== THE RECORDS ==

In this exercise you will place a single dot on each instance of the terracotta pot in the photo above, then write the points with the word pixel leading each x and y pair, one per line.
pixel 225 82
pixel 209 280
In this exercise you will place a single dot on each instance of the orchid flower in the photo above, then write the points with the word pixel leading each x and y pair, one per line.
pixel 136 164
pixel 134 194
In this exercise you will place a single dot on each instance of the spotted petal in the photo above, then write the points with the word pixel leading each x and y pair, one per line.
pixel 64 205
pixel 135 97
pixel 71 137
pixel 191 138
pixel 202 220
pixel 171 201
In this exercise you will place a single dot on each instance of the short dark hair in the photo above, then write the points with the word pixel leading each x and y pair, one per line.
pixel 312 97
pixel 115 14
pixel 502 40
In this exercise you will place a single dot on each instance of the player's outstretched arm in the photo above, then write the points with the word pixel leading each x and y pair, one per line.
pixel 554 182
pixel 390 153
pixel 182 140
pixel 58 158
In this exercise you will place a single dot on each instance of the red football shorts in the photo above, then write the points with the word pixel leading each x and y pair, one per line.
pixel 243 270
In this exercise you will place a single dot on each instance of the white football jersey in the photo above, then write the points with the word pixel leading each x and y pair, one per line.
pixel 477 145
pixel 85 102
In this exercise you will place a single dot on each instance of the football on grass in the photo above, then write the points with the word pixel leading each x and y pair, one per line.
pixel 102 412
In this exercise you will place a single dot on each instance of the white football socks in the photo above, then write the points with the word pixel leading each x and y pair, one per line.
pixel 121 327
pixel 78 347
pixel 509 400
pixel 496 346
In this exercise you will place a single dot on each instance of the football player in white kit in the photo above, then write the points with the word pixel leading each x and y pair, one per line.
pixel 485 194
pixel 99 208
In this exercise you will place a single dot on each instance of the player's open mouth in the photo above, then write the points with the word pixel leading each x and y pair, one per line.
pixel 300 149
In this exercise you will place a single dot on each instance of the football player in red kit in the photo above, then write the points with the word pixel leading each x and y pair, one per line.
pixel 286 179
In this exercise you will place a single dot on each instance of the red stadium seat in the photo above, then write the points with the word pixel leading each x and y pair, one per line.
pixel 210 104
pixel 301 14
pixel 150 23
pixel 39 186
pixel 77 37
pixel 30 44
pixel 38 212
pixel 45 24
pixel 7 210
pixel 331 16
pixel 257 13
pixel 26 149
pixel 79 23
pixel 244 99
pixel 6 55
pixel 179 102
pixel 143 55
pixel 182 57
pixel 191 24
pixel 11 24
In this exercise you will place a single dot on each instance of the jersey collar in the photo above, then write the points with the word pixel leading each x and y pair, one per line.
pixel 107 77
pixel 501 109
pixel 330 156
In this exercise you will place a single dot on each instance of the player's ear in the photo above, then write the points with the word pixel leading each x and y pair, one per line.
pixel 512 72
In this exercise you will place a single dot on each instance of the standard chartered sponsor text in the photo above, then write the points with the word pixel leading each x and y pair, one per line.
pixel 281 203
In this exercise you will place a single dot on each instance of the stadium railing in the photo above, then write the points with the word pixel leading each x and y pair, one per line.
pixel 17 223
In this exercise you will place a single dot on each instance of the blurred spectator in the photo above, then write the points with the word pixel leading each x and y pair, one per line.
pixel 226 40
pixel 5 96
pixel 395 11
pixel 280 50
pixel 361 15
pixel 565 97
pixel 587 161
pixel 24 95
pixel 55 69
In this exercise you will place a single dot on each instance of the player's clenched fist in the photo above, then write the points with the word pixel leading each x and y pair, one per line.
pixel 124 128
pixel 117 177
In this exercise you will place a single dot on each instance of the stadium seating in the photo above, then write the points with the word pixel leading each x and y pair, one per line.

===

• **WRITTEN INSTRUCTION**
Render all of the items above as a numbered list, one line per number, omitting any blank lines.

• **SOLUTION BELOW**
1. In this exercise you will place a single dot on each instance of the terracotta pot in the photo above, then write the points with the word pixel leading each x and y pair, one per line.
2. pixel 225 82
3. pixel 209 280
4. In this exercise you will place a single dot on each instance of the orchid flower in the photo above, then write the points with the word pixel leading each x and y pair, one per line.
5. pixel 136 164
6. pixel 134 194
7. In this exercise you will place a single dot on each instance of the spotted petal in the photo above, then write the points with the word pixel leading each x and y pair, one per line.
8. pixel 64 205
9. pixel 135 97
10. pixel 71 137
11. pixel 191 138
12. pixel 202 220
13. pixel 171 201
14. In this exercise you will place a single dot on each instance of the short dark hair in the photo above, then write the points with the word pixel leading each x and y pair, one per line.
15. pixel 312 97
16. pixel 115 14
17. pixel 502 40
18. In this exercise you will place a single dot on each instance of the player's outstretched arm in the photo above, then write the points with the word pixel leading each x and y pair, one per line.
19. pixel 554 182
20. pixel 390 153
21. pixel 182 140
22. pixel 58 158
23. In this exercise you will place a single dot on each instance of the red football shorts in the photo above, then write the points with the word pixel leading each x and y pair, one per line.
24. pixel 243 270
25. In this exercise you will place a single dot on each instance of the white football jersey in the photo above, then write the points with the word pixel leading each x and y pair, one per line.
26. pixel 477 145
27. pixel 85 102
28. In this exercise you will place a single dot on each instance of the football on grass in the photo above, then write the points with the word pixel leading each x and y pair, one per line.
29. pixel 102 412
30. In this exercise you will place a single dot on each instance of the white football socks in the photo above, then write the points with the word pixel leading each x and y pair, one per line.
31. pixel 121 327
32. pixel 78 347
33. pixel 509 400
34. pixel 496 346
35. In this exercise you will place a single dot on each instance of the football player in white kit in the photo above, then write the points with the word pixel leading each x and y pair, one per line.
36. pixel 485 194
37. pixel 99 208
38. In this exercise you will place a single dot on each instance of the player's open mouth in the photo above, then write the points with the word pixel leading each x and y pair, one per line.
39. pixel 300 149
40. In this exercise you will place a single dot on each instance of the football player in red kit in the photo above, then write the points with the word pixel leading each x and y pair, one per line.
41. pixel 286 179
42. In this exercise you will place a single dot on each instance of the red stadium seat in the photo above, then write the points with the word pixel leading each x and y pair, one per line.
43. pixel 210 104
44. pixel 301 14
45. pixel 150 23
46. pixel 39 186
47. pixel 77 37
48. pixel 30 44
49. pixel 38 212
50. pixel 45 24
51. pixel 7 210
52. pixel 331 16
53. pixel 257 13
54. pixel 26 149
55. pixel 79 23
56. pixel 244 99
57. pixel 6 55
58. pixel 179 102
59. pixel 143 55
60. pixel 182 57
61. pixel 191 24
62. pixel 11 24
63. In this exercise you will place a single dot on each instance of the jersey collar in the photo above, then write the points with the word pixel leading each x and y pair, one per line.
64. pixel 107 77
65. pixel 501 109
66. pixel 330 156
67. In this exercise you will place a single dot on each instance of the player's ear in the photo above, then write the points with the word pixel leading each x and y pair, one per line.
68. pixel 512 72
69. In this exercise you will place a single dot on each instance of the standard chartered sponsor text in the photo above, then write the points with the word pixel leading each x and y pair, one per line.
70. pixel 281 203
71. In this exercise you will place a single dot on each instance of the stadium railing in the photo above, then write the points with the word pixel leading each x and y pair, one per line.
72. pixel 17 223
73. In this exercise you will place a single dot on each instance of the blurred spectator in the photo above, then write the points with the word pixel leading each x and y pair, one per line.
74. pixel 226 40
75. pixel 5 96
76. pixel 395 11
77. pixel 280 50
78. pixel 361 15
79. pixel 565 97
80. pixel 587 161
81. pixel 24 95
82. pixel 55 69
83. In this exercise you will place a single dot on each instance of the player's clenched fist in the photo above, then write the points with the word pixel leading each x and y pair, one per line.
84. pixel 124 128
85. pixel 117 177
86. In this exercise you will place a single dot on each instance of the stadium seating in the photo above, then write the points with the word pixel leading each x and y pair, one per line.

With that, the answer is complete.